%%

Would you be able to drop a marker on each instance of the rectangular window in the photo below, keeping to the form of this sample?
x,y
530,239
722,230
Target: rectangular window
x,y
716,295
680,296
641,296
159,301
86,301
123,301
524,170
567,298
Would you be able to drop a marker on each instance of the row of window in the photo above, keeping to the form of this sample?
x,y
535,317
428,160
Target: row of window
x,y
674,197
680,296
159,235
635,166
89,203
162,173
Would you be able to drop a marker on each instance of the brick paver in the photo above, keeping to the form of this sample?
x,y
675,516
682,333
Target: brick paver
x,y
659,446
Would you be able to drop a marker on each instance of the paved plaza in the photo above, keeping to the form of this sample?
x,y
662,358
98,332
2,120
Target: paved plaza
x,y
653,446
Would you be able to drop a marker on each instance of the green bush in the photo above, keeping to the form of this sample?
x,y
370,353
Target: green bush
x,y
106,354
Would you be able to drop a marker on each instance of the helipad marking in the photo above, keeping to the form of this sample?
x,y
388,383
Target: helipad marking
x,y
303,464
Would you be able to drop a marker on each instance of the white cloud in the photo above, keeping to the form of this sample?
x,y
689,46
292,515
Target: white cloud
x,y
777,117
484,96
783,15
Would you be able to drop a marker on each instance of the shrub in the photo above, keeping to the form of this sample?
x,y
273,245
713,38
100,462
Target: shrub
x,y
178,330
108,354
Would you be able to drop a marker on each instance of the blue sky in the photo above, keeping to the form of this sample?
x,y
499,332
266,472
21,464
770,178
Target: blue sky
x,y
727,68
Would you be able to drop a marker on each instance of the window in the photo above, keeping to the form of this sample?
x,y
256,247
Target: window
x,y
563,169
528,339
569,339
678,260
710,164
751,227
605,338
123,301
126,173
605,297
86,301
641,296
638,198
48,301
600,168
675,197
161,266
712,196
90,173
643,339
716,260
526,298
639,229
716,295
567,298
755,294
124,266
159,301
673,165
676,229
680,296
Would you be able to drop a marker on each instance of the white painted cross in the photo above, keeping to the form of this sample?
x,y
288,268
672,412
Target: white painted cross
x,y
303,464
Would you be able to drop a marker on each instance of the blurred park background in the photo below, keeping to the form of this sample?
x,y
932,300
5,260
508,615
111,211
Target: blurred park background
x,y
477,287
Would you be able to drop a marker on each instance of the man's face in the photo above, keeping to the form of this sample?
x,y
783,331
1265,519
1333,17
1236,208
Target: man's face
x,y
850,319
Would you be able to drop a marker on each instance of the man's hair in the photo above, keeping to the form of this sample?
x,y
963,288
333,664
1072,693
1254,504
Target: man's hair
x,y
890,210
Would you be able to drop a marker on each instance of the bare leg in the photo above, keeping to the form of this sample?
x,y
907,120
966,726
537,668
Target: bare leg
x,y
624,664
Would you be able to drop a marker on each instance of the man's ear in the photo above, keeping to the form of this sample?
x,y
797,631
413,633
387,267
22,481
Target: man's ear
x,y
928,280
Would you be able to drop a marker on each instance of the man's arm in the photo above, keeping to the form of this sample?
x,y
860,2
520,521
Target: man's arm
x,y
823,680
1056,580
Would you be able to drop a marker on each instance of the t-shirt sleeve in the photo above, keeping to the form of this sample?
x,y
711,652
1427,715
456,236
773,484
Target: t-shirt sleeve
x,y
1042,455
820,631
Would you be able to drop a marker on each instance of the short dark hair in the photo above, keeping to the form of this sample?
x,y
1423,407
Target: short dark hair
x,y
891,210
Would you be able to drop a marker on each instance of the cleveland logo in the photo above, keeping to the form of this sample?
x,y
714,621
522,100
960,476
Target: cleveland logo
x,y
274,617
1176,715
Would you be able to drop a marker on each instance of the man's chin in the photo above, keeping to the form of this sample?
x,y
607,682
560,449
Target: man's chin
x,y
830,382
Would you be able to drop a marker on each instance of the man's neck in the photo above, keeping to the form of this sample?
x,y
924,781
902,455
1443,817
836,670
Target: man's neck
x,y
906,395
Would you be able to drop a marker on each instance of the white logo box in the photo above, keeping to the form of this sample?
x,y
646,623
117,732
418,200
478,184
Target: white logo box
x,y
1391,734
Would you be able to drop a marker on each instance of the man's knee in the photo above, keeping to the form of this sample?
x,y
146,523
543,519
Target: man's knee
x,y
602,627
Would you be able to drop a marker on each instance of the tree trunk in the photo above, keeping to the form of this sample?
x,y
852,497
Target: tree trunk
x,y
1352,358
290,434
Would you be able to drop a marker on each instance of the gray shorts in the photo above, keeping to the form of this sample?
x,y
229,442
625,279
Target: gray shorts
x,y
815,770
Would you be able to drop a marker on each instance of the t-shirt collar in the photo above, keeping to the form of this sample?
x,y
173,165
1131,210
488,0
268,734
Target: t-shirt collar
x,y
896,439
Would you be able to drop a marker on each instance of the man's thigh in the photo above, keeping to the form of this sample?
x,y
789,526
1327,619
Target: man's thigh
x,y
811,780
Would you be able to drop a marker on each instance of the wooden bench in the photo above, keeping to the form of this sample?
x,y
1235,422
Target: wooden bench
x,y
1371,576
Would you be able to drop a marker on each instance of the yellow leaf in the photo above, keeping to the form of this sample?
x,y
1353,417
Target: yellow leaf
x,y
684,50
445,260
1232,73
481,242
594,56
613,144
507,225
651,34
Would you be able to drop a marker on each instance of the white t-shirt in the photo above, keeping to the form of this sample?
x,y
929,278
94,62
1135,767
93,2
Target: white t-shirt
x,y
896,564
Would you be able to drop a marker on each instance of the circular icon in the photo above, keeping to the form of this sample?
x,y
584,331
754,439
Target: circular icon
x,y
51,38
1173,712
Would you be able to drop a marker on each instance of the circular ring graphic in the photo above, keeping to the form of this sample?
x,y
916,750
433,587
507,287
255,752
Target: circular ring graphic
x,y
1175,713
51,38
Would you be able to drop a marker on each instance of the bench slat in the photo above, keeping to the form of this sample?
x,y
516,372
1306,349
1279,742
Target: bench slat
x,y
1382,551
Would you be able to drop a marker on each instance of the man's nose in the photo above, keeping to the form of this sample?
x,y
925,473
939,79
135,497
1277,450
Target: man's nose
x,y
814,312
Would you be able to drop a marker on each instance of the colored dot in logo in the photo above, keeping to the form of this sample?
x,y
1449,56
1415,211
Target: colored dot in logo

%%

Print the whole listing once more, exactly as it stands.

# Completed exercise
Would you be able to drop a marker on each instance of the rectangular window in the photo below, keeping to the form of this sample?
x,y
530,239
722,230
Target: rectangular window
x,y
716,295
680,296
641,296
159,301
86,301
123,301
524,170
567,298
Would you be able to drop a marker on each instance of the row of window in the photo above, keeping to the form of this sample?
x,y
535,317
428,160
Target: row of window
x,y
674,197
680,296
159,235
635,166
89,203
162,173
Would you be able to drop a marker on each instance of the brick paver in the photo above, keeping to the form of this sample?
x,y
675,516
682,333
Target: brick paver
x,y
659,446
Would you be able to drop a marker on each instance of the paved plaza in the photo above, keeping to the form of this sample?
x,y
662,358
98,332
2,120
Target: paved plaza
x,y
653,446
Would you be able to drop a marker on each instance of the green bush in the photo above, keeping to the form of this sample?
x,y
370,353
Target: green bush
x,y
106,354
Would you be able to drop a marker on each instance of the helipad marking in the photo above, keeping to the form of this sample?
x,y
388,383
Target: helipad marking
x,y
303,464
Would you be able to drop a marker on each instance of the white cloud in the photo above, keeping to the form of this sample?
x,y
689,46
292,515
Target: white cloud
x,y
777,117
484,96
783,15
Would you be able to drop a marker on each instance of the shrub in the photo above, keeping to the form of this sample?
x,y
273,245
713,38
100,462
Target: shrub
x,y
178,330
108,354
Would you be able to drop a marker on each instance of the blue sky in the photo above, keeping to the form of this sample?
x,y
499,332
266,472
21,464
770,178
Target: blue sky
x,y
727,68
Would you be able to drop a marker on each instance of the window in the photo above, keeping to the form of this sample?
x,y
256,247
Target: window
x,y
563,169
528,339
569,339
678,260
710,164
751,227
605,338
123,301
126,173
605,297
86,301
641,296
638,198
48,301
600,168
675,197
161,266
712,196
90,173
643,339
716,260
526,298
639,229
716,295
567,298
755,294
124,266
159,301
673,165
676,229
680,296
Would you be able to drop a marker on each instance of the white painted cross in the photo above, keeping to the form of this sample?
x,y
288,268
672,412
Target: white painted cross
x,y
303,464
Would you be able to drop a marker on each instance of the blurred park background in the photo below, keeping to the form of this sample?
x,y
932,300
5,260
508,615
111,211
Target: blurred park background
x,y
477,287
Would you be able to drop a marker on each instance of the man's face in the photo above, keeping to the form of this sample?
x,y
783,331
1265,519
1333,17
1236,208
Target: man's face
x,y
850,319
Would you be able to drop a marker on each instance of the man's hair in the photo above, keeping to the form of this sample?
x,y
963,288
333,664
1072,693
1254,504
Target: man's hair
x,y
890,210
Would you be able to drop a marker on each instance of the bare leg in the photo above, keeping to the form of this sample?
x,y
907,120
966,726
537,668
Target: bare leg
x,y
624,664
Would you be able to drop a marker on each instance of the man's ear in the photo above, keeping to the form of this sample?
x,y
797,631
413,633
387,267
22,481
Target: man's ear
x,y
928,280
Would you be able to drop a marker on each instance of the man's arm in the photo above, keeping to the form of this sample?
x,y
860,2
520,521
Target: man's arm
x,y
823,680
1056,580
Would you be able to drop a marker on each instance of the t-shirt sleeve in the photo above, keeping to the form of this sample?
x,y
711,652
1427,715
456,236
773,484
Target: t-shirt sleeve
x,y
1042,455
820,631
Would you be able to drop a marker on each instance of the short dark hair in the photo above, keeping to the form of this sample?
x,y
1423,407
Target: short dark hair
x,y
891,210
Would you be able to drop a marker on each instance of the cleveland logo in the photo above, keeping to the form of this sample?
x,y
714,621
522,100
960,476
Target: cleveland logo
x,y
274,617
1176,715
Would you be able to drop a marker on each instance of the man's chin in the photo above, keeping to the form of this sample?
x,y
607,682
560,449
Target: man's chin
x,y
830,382
Would you be able to drop a marker on each instance of the man's neck in the photo above, keeping to the form of this sample?
x,y
924,781
902,455
1443,817
836,670
Target: man's neck
x,y
906,395
Would you be able to drop a marker on each instance of the white logo box in the photo above, keeping to the form of this sample?
x,y
646,623
117,732
418,200
478,184
Target: white logo box
x,y
1391,734
Would you be able to drop a marker on each instance of the man's knee in the photo above, keeping to the form of this sample?
x,y
146,523
543,519
Target: man's knee
x,y
602,627
Would you be able to drop a marker on each instance of the tree trunk in the photo above, keeping to the form of this sample?
x,y
852,497
Target: tree trunk
x,y
1352,358
290,434
Would you be able to drop a marker on each instance of the gray shorts in the photo above, keeping to the form of this sample?
x,y
229,442
625,279
Target: gray shorts
x,y
815,770
Would you be able to drop a marker on each instance of the t-shirt collar in the photo above, keeping to the form of this sample?
x,y
173,165
1131,210
488,0
268,734
Target: t-shirt collar
x,y
896,439
Would you be able to drop a marker on each instance of the man's thigh in the photo above, keeping to the form of this sample?
x,y
789,526
1327,619
Target: man's thigh
x,y
811,780
Would you be able to drop a marker on each instance of the wooden bench in the photo above, keeping to the form of this sample?
x,y
1235,422
Target: wooden bench
x,y
1371,576
Would you be able to drop a marker on each instance of the yellow leaf in the photo above, keeping to the form of this sample?
x,y
1353,417
Target: yellow leaf
x,y
684,50
445,260
1232,73
481,242
594,56
613,144
507,225
651,34
Would you be able to drop a marker on each instance of the white t-shirt in the photo above, keeping to the form of this sample?
x,y
929,278
94,62
1135,767
93,2
Target: white t-shirt
x,y
896,564
Would you be able to drop a marker on each instance of the circular icon in the photo above, keeping to the form of this sample?
x,y
584,331
754,439
Target: circular icon
x,y
51,38
1173,712
Would you be able to drop a marker on each instance of the circular ring graphic in the photo above, keeping to the form of this sample?
x,y
916,750
433,587
507,287
255,752
Target: circular ring graphic
x,y
1175,713
51,38
Would you be able to drop a marker on each instance of the bench slat in the photo above, keeping to the form of this sample?
x,y
516,372
1306,349
1279,742
Target: bench slat
x,y
1382,551
Would you be able to drop a marker on each instance of the man's nose in the photo above, keeping to the form of this sample?
x,y
925,473
939,79
135,497
1277,450
Target: man's nose
x,y
814,312
Would you be able to drop a marker on each instance of the colored dot in logo in the photo above, keeping to the form of this sample?
x,y
1449,56
1415,211
Target: colored dot in logo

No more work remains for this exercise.